Use the entries below and reproduce exactly the lines from the one containing "of the wooden" down to the one containing "of the standing", both of them included.

START SUPPLIED DATA

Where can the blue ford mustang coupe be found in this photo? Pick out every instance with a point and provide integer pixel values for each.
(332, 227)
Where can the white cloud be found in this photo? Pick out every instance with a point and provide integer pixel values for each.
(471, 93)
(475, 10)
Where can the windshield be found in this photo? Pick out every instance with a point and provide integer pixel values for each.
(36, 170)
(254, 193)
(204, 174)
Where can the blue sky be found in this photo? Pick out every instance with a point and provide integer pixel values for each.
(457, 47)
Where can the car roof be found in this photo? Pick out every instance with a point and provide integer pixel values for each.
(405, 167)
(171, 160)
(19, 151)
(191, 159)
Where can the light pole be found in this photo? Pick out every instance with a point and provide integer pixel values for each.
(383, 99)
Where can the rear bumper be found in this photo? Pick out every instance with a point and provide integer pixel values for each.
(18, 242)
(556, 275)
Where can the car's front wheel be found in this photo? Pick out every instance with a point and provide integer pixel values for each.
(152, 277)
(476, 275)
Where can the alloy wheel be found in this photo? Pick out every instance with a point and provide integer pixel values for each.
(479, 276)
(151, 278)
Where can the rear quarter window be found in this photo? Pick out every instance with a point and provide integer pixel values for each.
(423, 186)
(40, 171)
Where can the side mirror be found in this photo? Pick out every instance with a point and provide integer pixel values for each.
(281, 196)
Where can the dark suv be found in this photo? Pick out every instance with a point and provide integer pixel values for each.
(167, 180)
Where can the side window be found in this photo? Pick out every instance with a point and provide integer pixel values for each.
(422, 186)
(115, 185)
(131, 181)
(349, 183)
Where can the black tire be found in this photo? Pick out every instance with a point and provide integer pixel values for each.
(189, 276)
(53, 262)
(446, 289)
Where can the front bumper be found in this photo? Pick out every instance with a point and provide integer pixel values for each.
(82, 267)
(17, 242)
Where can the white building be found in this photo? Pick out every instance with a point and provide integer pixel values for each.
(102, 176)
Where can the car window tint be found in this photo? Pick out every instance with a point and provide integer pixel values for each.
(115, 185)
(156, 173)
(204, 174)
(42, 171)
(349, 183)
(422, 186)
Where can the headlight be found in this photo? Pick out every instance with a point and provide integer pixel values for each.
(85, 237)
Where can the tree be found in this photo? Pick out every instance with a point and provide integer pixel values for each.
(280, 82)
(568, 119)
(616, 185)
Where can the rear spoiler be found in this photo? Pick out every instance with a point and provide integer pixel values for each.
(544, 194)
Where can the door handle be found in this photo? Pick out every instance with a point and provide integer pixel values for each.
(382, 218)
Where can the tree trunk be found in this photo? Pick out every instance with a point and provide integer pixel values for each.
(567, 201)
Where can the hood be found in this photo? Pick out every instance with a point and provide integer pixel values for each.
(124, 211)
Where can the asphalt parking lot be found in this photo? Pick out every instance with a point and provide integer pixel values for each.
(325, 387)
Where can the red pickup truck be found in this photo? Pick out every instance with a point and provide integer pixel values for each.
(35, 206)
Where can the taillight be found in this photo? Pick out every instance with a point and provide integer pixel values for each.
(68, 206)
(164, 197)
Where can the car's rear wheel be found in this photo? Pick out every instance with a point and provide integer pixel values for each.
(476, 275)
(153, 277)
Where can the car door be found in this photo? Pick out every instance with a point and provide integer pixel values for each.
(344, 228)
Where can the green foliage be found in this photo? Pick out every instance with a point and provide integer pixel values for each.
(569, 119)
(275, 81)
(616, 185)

END SUPPLIED DATA
START SUPPLIED DATA

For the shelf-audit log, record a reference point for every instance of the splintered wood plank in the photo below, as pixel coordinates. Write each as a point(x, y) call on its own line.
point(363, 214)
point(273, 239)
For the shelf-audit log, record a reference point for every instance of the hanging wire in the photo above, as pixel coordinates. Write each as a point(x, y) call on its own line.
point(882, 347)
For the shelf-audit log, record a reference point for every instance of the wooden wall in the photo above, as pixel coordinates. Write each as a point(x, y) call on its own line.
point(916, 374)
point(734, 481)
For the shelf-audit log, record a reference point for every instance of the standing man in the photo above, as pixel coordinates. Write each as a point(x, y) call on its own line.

END SUPPLIED DATA

_EXERCISE ANSWER_
For the shelf-audit log, record a reference point for every instance of the wooden wall in the photo above, as pixel coordinates. Write each as a point(x, y) call on its own line.
point(916, 374)
point(734, 481)
For the shelf-audit log, record a reference point for every instance of the standing man in the photo above, as pixel coordinates. Write each as a point(x, y) call on its own line.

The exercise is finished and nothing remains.